→ THE TASK
Which lines in the records below contain the word "doorway"? Show each of those lines in full.

→ EXTRACTED MATERIAL
%%
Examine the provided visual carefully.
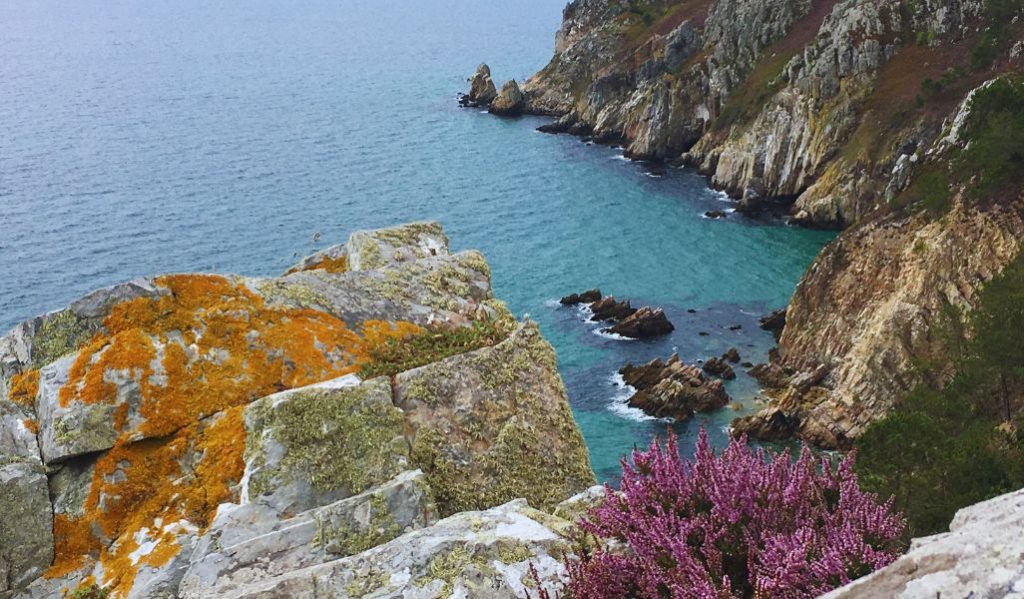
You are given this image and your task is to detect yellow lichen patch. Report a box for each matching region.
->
[285,256,348,276]
[61,405,245,596]
[59,275,419,437]
[44,514,99,579]
[7,370,39,407]
[47,275,421,596]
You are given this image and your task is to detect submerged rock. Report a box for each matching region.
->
[488,79,526,117]
[558,289,601,306]
[607,306,676,339]
[618,354,731,421]
[760,308,785,341]
[0,223,594,599]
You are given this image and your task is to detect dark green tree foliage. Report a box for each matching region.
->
[857,250,1024,537]
[970,0,1024,71]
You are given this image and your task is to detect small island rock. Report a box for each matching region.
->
[462,63,498,106]
[618,354,731,421]
[608,306,676,339]
[558,289,601,306]
[489,79,526,117]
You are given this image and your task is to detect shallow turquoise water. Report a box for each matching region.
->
[0,0,828,478]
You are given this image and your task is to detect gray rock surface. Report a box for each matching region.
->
[487,79,526,117]
[822,489,1024,599]
[196,500,571,599]
[468,65,498,106]
[0,223,594,599]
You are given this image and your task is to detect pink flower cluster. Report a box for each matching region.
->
[566,430,905,599]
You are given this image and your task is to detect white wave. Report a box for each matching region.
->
[608,373,673,422]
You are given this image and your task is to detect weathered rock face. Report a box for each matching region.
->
[822,490,1024,599]
[466,65,498,106]
[0,223,593,598]
[618,354,729,421]
[507,0,1024,446]
[608,306,676,339]
[736,196,1024,447]
[558,289,602,306]
[487,79,525,117]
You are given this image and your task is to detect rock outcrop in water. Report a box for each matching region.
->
[618,353,730,422]
[460,63,498,106]
[499,0,1024,446]
[488,79,526,117]
[0,223,594,599]
[607,306,676,339]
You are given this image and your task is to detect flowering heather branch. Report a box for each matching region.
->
[552,430,905,599]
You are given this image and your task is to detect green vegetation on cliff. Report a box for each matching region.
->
[857,248,1024,537]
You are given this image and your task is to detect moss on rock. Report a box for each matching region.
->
[246,379,408,509]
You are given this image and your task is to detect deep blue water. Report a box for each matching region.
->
[0,0,828,478]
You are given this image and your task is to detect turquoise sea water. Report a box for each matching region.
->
[0,0,828,478]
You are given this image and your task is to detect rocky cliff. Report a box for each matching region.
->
[0,223,594,598]
[822,490,1024,599]
[493,0,1024,446]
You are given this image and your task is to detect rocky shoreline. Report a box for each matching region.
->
[0,223,601,599]
[468,0,1024,447]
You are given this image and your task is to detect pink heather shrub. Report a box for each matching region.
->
[552,430,905,599]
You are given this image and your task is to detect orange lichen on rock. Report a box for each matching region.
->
[52,405,246,596]
[7,370,39,407]
[47,274,422,596]
[285,251,348,276]
[44,514,99,579]
[59,274,418,437]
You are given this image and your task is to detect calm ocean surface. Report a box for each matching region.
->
[0,0,829,478]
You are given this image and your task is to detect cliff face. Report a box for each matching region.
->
[822,490,1024,599]
[0,223,594,598]
[524,0,1024,446]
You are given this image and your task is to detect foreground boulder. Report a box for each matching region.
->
[618,353,730,421]
[488,79,526,117]
[823,489,1024,599]
[0,223,593,599]
[608,306,676,339]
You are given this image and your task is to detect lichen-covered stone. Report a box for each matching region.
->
[36,354,120,463]
[822,490,1024,599]
[345,222,449,270]
[195,500,570,599]
[242,378,409,514]
[260,249,494,327]
[180,471,436,599]
[0,461,53,596]
[395,323,594,514]
[0,223,592,599]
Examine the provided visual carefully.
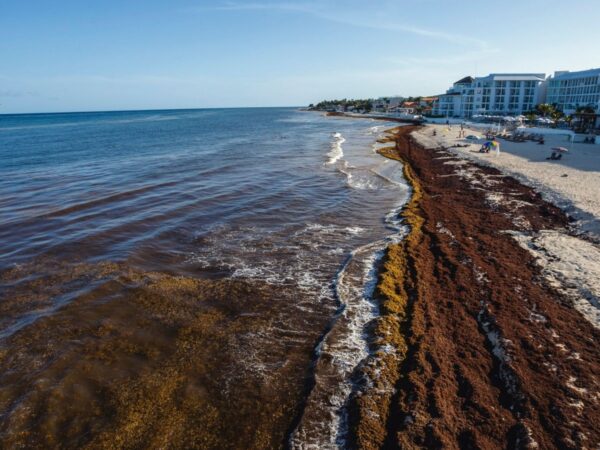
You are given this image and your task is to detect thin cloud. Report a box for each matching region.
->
[195,2,488,49]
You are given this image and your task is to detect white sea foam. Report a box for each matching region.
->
[327,133,346,164]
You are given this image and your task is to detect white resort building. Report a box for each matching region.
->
[546,69,600,114]
[433,73,546,117]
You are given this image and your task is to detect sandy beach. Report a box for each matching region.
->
[346,127,600,448]
[413,125,600,327]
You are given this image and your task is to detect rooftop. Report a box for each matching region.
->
[479,73,546,81]
[454,76,475,84]
[552,69,600,80]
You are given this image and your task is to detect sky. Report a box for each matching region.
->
[0,0,600,114]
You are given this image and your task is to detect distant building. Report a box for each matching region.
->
[546,69,600,114]
[433,73,546,117]
[372,97,404,112]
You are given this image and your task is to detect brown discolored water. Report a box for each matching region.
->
[0,109,407,448]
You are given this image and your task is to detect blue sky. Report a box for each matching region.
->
[0,0,600,113]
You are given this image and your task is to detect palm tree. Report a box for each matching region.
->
[536,103,556,117]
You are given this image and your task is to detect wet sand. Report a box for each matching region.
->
[352,127,600,449]
[0,260,328,449]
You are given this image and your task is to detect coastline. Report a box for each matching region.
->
[351,127,600,448]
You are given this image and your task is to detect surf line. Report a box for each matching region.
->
[287,126,408,449]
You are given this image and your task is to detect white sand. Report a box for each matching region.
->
[413,125,600,328]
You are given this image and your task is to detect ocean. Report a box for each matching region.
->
[0,108,409,448]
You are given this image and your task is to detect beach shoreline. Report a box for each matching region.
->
[351,127,600,448]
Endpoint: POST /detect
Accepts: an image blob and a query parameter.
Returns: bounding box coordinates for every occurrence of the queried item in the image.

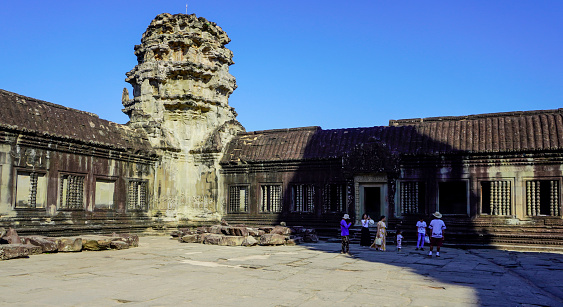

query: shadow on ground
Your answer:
[305,240,563,306]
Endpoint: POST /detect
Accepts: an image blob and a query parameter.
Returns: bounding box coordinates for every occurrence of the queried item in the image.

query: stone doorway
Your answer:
[354,174,388,225]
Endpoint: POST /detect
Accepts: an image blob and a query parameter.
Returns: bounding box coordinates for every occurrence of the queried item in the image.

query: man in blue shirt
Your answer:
[340,214,352,254]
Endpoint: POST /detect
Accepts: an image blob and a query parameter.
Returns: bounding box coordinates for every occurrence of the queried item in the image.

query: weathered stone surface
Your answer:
[82,236,112,251]
[230,226,249,237]
[201,233,224,245]
[56,237,82,252]
[0,243,29,260]
[270,225,291,235]
[110,241,129,249]
[242,236,258,246]
[246,227,264,237]
[285,239,301,246]
[260,234,286,245]
[291,226,305,234]
[258,226,274,233]
[2,228,22,244]
[303,233,319,243]
[22,244,43,255]
[209,225,226,234]
[219,236,244,246]
[20,236,58,253]
[179,234,202,243]
[122,14,244,224]
[111,232,139,247]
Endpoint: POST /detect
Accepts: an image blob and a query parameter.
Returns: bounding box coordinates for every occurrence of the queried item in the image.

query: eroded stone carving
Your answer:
[122,14,244,220]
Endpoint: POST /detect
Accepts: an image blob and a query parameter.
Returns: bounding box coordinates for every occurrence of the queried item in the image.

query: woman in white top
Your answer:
[416,217,426,251]
[371,215,387,252]
[360,213,375,246]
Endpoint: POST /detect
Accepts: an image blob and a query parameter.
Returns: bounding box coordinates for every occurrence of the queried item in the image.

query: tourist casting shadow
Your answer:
[360,213,375,246]
[371,215,387,251]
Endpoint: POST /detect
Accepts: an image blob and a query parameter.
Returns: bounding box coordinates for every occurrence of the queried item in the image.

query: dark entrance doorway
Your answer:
[360,187,381,221]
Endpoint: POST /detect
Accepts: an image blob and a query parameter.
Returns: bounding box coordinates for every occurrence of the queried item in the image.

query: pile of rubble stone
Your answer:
[0,228,139,260]
[171,223,319,246]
%%
→ CORRECT ANSWER
query: stone doorway
query: dark entrance doorway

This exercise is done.